What is needed
Until you reach the line containing "on cd cover.", reproduce each line of the listing exactly, please, and include that line as well.
====================
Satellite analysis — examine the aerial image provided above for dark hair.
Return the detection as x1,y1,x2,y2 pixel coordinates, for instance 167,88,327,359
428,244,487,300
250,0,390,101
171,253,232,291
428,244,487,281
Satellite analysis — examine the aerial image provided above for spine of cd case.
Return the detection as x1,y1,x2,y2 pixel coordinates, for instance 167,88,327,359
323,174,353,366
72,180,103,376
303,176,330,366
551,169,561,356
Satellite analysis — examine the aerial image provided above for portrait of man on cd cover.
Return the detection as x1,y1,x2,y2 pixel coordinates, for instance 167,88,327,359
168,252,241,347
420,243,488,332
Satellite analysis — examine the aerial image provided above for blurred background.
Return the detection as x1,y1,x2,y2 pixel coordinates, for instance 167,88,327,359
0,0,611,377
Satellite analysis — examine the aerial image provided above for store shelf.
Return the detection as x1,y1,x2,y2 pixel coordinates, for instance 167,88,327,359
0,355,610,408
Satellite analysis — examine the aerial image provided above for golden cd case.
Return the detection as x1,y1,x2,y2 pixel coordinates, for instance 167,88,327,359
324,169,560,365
====================
Task response
Satellite analysis — examine the aerial image provided above for dark hair.
Return the detection as x1,y1,x2,y2 pixel coordinates, for instance 167,88,327,359
428,244,487,300
250,0,390,101
171,253,232,291
428,244,487,281
Satellite analysis — examine the aerial image provided above for spine of cd case.
Return the detection as x1,y1,x2,y2 pixel coordinates, for instance 167,88,327,359
323,174,353,366
72,180,103,376
303,176,330,366
551,169,561,356
Satellite analysis — examine the aerial image provided above for portrait of man on cd cover.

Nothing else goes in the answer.